— Excerpted passage —
══════

Maud Wagner was born in 1877, in Lyon County, Kansas to David Van Buran Stevens and Sarah Jane McGee. She was the lady responsible for breaking the myths surrounding tattooed women in America. Although she lived during the Victorian era, that didn’t stop her from expressing her passion for tattoos and living her life the way she wanted.
Most women living during the Victorian period were rather humble, always decently dressed and thought that tattoos were a man’s ‘thing’. However, Maud proved to everyone that a woman can wear tattoos and look beautiful, and perhaps most importantly, need not be judged as immoral because of it.
Maud was an interesting person not only because of her tattooed body but also because of her profession. She worked as an aerialist and contortionist in numerous traveling circuses, where she met her husband Gus Wagner, a well-known tattoo artist who described himself as “the most artistically marked up man in America” while traveling among circuses and sideshows.

══════

[Rows from a segmentation dataset]
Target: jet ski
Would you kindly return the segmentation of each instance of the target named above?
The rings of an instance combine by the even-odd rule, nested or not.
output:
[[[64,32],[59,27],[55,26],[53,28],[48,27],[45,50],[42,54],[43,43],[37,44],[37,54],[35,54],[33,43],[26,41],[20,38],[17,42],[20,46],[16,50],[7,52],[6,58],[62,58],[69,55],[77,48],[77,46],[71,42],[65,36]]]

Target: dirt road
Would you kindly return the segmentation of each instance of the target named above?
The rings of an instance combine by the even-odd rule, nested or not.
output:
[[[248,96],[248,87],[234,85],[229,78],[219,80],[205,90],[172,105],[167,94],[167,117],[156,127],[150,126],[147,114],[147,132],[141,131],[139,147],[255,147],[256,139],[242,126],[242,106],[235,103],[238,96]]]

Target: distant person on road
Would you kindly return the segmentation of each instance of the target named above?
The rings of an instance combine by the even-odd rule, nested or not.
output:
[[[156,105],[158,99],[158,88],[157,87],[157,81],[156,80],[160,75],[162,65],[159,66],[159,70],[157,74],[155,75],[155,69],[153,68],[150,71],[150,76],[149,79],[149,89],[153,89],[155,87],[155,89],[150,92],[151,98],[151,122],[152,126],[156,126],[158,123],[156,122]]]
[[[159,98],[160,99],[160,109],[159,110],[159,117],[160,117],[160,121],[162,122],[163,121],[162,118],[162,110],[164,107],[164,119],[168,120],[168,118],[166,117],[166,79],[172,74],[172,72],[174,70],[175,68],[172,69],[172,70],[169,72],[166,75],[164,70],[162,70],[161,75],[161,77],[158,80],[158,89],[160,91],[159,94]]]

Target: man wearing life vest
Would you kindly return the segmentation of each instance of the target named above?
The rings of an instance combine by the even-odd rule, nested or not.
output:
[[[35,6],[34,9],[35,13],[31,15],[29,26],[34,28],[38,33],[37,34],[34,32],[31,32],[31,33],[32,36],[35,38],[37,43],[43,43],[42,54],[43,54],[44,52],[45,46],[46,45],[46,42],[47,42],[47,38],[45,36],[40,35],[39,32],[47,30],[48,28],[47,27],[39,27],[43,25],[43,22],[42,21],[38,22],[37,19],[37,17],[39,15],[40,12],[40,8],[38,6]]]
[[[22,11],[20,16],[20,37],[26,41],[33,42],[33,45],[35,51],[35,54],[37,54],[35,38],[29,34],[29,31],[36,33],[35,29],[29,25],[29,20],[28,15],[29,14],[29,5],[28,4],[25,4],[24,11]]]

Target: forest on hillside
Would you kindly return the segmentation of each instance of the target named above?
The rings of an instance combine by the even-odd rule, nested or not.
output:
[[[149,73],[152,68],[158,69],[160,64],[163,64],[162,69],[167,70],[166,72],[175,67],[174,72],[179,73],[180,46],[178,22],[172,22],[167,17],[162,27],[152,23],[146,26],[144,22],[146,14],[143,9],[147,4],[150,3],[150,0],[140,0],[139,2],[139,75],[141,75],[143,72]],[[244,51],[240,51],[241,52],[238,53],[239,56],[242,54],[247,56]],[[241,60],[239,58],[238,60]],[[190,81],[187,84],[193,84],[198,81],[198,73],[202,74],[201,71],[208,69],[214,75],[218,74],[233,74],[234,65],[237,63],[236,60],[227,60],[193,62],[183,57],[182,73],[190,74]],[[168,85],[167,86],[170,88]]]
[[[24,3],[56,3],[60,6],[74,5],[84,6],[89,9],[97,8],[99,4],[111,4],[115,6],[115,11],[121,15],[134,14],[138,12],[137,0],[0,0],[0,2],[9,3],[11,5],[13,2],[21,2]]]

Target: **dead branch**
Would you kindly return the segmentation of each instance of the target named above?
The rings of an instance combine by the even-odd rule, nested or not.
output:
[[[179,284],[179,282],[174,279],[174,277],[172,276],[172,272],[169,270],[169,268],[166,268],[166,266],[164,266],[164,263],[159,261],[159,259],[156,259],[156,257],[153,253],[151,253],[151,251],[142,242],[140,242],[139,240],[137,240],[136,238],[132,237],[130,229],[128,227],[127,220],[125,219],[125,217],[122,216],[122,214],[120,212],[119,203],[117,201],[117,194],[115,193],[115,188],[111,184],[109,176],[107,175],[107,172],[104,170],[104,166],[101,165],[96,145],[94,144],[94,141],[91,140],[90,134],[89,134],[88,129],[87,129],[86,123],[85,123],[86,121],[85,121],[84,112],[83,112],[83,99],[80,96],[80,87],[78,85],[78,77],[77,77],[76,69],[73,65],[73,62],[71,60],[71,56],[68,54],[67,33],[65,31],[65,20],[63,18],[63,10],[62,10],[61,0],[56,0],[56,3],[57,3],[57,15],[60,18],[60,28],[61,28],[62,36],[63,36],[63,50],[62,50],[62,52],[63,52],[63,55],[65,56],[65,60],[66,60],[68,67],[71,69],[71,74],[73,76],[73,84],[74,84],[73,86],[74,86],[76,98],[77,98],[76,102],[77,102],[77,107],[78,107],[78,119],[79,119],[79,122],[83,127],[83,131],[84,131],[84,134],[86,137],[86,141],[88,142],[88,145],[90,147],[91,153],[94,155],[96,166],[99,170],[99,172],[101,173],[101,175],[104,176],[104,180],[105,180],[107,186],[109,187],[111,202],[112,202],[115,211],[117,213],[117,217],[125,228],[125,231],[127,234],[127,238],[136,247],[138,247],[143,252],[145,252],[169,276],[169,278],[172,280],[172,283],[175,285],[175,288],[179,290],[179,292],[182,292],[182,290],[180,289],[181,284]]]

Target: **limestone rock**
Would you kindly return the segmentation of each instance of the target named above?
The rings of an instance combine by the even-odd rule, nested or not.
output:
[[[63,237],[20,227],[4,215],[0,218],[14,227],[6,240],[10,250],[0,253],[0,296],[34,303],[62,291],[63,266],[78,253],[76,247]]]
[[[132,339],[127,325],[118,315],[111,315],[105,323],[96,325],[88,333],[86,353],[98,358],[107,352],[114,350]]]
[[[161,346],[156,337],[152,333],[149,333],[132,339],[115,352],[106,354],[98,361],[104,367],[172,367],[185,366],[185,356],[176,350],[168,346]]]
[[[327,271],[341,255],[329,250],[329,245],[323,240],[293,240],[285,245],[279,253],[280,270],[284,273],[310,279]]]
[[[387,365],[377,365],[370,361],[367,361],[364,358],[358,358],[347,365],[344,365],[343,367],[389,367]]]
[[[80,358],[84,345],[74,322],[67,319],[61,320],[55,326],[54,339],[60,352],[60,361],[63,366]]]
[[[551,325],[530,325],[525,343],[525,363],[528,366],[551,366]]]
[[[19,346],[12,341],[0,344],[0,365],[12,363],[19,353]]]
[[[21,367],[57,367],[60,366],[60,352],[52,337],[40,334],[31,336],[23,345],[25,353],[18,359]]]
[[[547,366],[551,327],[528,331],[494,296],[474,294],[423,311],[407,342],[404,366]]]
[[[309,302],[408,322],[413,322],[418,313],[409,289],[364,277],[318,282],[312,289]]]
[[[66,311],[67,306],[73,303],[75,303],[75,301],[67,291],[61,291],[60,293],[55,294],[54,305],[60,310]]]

══════

— Exercises —
[1] According to the passage on Maud Wagner, what work did she do in traveling circuses?
[2] Reproduce verbatim the lines of the listing starting at the line containing "Target: **limestone rock**" and ending at the line containing "[[[551,325],[530,325],[525,343],[525,363],[528,366],[551,366]]]".

— Full answers —
[1] She worked as an aerialist and contortionist.

[2]
Target: **limestone rock**
Would you kindly return the segmentation of each instance of the target named above?
The rings of an instance combine by the even-odd rule, nested or not.
output:
[[[63,237],[20,227],[4,215],[0,218],[14,227],[6,240],[10,250],[0,253],[0,296],[34,303],[62,291],[63,266],[78,253],[76,247]]]
[[[132,339],[127,325],[118,315],[111,315],[105,323],[96,325],[88,333],[86,353],[98,358],[107,352],[114,350]]]
[[[161,346],[156,337],[152,333],[149,333],[132,339],[115,352],[106,354],[98,361],[104,367],[172,367],[185,366],[185,356],[176,350],[168,346]]]
[[[327,271],[341,255],[329,250],[329,245],[323,240],[293,240],[285,245],[279,253],[280,270],[284,273],[310,279]]]
[[[387,365],[377,365],[370,361],[367,361],[364,358],[358,358],[347,365],[344,365],[343,367],[389,367]]]
[[[80,358],[84,345],[74,322],[67,319],[61,320],[55,326],[54,339],[60,352],[60,361],[63,366]]]
[[[551,325],[530,325],[525,343],[525,363],[528,366],[551,366]]]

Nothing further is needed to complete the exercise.